-- Exercise materials follows --

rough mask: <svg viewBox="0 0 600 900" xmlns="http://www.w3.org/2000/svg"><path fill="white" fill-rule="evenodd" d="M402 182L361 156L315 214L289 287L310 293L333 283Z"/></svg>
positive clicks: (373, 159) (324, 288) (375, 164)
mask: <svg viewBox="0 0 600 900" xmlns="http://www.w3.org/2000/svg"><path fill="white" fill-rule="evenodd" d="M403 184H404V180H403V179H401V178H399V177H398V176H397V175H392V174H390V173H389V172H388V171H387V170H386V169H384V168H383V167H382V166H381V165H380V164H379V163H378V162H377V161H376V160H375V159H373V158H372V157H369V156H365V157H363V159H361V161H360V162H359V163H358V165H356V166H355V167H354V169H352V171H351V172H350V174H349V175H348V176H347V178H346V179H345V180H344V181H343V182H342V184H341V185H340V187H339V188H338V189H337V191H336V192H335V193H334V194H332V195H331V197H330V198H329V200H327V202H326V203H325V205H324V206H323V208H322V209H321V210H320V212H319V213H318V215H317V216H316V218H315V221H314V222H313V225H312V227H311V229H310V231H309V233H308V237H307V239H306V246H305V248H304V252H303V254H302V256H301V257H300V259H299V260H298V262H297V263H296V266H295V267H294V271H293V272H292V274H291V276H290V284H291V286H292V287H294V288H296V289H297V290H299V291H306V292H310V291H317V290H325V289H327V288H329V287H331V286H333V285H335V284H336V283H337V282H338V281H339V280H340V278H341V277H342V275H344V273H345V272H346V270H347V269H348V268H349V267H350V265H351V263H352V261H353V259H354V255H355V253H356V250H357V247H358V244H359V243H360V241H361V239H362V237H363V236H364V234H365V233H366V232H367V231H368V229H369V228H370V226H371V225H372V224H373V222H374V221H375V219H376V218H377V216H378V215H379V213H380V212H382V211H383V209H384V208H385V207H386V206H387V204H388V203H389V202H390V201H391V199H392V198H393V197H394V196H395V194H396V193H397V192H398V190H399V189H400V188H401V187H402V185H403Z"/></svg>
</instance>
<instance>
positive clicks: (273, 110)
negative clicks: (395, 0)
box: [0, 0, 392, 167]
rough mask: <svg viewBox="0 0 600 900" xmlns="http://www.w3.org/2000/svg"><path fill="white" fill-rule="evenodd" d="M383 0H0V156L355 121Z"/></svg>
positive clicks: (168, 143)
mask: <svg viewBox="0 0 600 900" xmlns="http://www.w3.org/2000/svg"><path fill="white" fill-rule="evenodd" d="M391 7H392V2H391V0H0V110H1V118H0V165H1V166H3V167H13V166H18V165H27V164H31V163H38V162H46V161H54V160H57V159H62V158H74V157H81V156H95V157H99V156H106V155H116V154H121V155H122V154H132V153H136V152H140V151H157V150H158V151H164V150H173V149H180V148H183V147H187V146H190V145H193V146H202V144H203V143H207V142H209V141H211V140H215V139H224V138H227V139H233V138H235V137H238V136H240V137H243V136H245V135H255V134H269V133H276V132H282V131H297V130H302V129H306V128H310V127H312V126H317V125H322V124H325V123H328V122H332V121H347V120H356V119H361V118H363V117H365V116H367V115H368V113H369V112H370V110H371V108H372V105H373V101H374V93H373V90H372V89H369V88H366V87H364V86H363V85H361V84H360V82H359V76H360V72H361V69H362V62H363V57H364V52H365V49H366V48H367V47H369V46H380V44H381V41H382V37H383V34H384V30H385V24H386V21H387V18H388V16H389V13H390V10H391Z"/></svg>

-- Exercise materials concluded --

Requirement
Scan the listing above and report how many of its lines hold the word "rough", giving the number only.

Problem solution
2